Assignment: Nothing but an exact copy of the data should be given.

Study material:
>>>>>

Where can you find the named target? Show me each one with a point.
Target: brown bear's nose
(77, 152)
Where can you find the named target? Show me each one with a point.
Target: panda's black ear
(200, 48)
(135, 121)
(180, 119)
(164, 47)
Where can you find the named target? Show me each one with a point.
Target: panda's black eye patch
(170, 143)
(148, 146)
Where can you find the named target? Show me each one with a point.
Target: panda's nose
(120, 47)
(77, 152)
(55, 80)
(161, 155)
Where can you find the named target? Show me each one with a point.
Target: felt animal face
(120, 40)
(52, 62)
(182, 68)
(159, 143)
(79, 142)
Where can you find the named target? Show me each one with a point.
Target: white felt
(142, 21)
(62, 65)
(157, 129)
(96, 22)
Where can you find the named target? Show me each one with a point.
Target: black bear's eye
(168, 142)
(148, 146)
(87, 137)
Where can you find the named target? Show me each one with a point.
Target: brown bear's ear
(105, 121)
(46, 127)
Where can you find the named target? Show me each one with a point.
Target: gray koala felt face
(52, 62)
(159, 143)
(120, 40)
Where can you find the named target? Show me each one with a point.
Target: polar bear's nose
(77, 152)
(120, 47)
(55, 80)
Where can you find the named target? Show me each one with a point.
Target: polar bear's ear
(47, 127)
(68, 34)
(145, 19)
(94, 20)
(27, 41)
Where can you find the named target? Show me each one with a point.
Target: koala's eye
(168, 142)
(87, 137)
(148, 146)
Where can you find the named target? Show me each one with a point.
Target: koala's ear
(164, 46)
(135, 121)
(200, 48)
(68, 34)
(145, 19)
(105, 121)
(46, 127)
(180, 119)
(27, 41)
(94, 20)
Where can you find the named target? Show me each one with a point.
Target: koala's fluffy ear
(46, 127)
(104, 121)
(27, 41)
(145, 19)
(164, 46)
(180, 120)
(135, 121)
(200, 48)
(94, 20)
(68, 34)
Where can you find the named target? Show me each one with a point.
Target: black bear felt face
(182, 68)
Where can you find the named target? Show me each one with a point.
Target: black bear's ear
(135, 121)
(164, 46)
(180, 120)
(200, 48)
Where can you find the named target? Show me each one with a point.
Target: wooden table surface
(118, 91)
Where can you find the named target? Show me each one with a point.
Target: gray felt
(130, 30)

<<<<<

Worked solution:
Where can you find the named target? Show me each one with a point.
Target: brown bear's nose
(77, 152)
Where can you find the named target? Show me each one with a point.
Target: panda's black ear
(200, 48)
(135, 121)
(180, 119)
(164, 47)
Where can you find the named target? Show me each one with a point.
Target: panda's black eye patch
(170, 143)
(148, 146)
Where can you find the named target? Show me each one with a point.
Target: panda's nose
(120, 47)
(77, 152)
(55, 80)
(161, 155)
Where can you find the named target? Show me each one with a point.
Target: felt animal face
(120, 40)
(52, 62)
(182, 68)
(159, 143)
(79, 142)
Where can you find the named target? Show me each one with a point.
Target: white felt
(142, 21)
(62, 65)
(157, 129)
(96, 22)
Where can you find the named target? Show me each one with a point.
Target: black bear's eye
(168, 142)
(148, 146)
(87, 137)
Where can you find the named target? Show me each one with a point.
Target: brown bear's ear
(105, 121)
(46, 127)
Where can you find the named target? Show me each one with a point.
Target: gray koala felt face
(52, 62)
(159, 143)
(120, 40)
Where can you find the named target? Show me each one with a point.
Target: polar bear's nose
(77, 152)
(120, 47)
(55, 80)
Where can you find the named target? Show me each one with a point.
Target: polar bear's ear
(47, 127)
(68, 34)
(145, 19)
(94, 20)
(27, 41)
Where can you find the named target? Show me each one with a point.
Target: koala's eye
(168, 142)
(87, 137)
(148, 146)
Where can you find the named target? Show me each one with a point.
Target: koala's ear
(164, 46)
(135, 121)
(200, 48)
(68, 34)
(145, 19)
(105, 121)
(46, 127)
(180, 119)
(27, 41)
(94, 20)
Where can you find the named target? Show me each one with a point.
Target: koala's fluffy ear
(46, 127)
(104, 121)
(27, 41)
(145, 19)
(164, 46)
(180, 120)
(135, 121)
(200, 48)
(94, 20)
(68, 34)
Where can you find the named target? Show me each one with a point.
Target: black bear felt face
(182, 68)
Where can you find the named target? Show me each one with a point.
Target: black bear's ear
(135, 121)
(164, 46)
(180, 120)
(200, 48)
Where can you find the named target? Show me each one with a point.
Target: wooden table surface
(118, 91)
Where can you find the named target? Show me each one with a point.
Target: gray felt
(130, 30)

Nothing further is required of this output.